Written request: Reproduce the lines below exactly as they appear, from the first line through the line that contains "170L29 186L15 216L40", including both.

Material to process:
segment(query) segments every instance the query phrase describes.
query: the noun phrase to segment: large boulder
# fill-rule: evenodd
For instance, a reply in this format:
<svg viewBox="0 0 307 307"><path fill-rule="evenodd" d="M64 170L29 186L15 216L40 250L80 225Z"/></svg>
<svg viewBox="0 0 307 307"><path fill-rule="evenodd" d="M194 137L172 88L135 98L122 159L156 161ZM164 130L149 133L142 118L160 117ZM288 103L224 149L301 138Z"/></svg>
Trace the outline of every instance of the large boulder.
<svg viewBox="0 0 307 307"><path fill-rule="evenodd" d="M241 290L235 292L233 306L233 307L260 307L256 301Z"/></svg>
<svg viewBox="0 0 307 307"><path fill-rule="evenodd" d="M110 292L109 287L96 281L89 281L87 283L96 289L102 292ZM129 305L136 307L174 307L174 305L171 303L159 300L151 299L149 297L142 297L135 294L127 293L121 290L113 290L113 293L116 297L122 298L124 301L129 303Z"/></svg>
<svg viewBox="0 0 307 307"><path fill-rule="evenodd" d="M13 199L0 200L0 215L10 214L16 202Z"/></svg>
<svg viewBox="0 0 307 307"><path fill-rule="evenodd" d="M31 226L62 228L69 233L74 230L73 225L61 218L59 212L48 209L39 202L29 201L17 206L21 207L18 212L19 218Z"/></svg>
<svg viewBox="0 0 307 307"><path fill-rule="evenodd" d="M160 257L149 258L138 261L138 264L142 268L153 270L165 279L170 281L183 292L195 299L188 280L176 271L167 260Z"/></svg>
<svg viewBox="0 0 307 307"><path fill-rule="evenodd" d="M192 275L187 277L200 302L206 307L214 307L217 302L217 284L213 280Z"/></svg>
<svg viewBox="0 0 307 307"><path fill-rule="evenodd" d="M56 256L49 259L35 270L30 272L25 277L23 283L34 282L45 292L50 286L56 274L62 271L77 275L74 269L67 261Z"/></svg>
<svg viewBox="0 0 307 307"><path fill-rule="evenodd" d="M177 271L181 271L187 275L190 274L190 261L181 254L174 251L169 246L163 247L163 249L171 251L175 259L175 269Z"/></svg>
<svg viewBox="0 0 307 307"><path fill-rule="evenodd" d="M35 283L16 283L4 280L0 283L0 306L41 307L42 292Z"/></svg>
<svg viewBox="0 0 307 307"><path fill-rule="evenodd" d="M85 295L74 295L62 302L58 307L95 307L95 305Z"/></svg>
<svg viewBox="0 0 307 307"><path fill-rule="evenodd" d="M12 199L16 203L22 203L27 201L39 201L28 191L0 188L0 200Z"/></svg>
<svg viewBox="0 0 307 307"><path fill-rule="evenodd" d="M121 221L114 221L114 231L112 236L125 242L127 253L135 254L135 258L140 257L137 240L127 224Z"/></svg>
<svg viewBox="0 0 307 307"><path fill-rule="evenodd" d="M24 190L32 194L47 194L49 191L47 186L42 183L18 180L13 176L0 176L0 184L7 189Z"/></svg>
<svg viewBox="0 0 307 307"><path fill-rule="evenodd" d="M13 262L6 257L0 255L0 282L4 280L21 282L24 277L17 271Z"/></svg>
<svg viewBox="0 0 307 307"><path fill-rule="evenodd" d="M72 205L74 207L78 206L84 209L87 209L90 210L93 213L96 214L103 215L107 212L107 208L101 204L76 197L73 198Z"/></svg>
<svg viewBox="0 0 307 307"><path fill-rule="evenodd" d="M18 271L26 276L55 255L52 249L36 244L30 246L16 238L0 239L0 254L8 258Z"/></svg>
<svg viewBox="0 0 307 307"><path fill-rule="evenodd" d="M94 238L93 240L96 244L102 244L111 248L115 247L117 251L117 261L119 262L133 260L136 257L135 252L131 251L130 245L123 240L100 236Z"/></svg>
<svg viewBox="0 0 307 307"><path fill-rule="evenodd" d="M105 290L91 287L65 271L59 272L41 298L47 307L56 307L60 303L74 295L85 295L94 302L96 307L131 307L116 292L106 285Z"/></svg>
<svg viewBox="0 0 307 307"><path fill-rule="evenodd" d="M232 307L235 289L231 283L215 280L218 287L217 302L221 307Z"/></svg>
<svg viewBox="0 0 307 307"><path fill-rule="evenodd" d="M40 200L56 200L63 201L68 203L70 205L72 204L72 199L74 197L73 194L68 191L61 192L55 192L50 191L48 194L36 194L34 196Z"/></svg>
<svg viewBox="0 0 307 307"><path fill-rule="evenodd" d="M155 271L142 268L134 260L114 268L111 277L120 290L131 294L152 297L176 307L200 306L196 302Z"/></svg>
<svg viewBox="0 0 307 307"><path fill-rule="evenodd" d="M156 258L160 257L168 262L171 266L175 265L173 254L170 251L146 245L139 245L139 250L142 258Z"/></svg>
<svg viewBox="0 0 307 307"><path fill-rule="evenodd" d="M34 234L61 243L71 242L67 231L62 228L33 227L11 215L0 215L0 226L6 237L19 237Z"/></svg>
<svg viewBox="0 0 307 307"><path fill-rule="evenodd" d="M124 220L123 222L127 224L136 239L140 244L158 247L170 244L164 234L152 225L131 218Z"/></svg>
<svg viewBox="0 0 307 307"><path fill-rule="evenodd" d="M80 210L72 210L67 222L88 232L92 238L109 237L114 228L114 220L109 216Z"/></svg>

Task output:
segment(query) segments every instance the query phrase describes.
query: the noun phrase to segment: large boulder
# fill-rule: evenodd
For instance, a reply in this format:
<svg viewBox="0 0 307 307"><path fill-rule="evenodd" d="M64 170L29 186L15 216L40 250L80 225Z"/></svg>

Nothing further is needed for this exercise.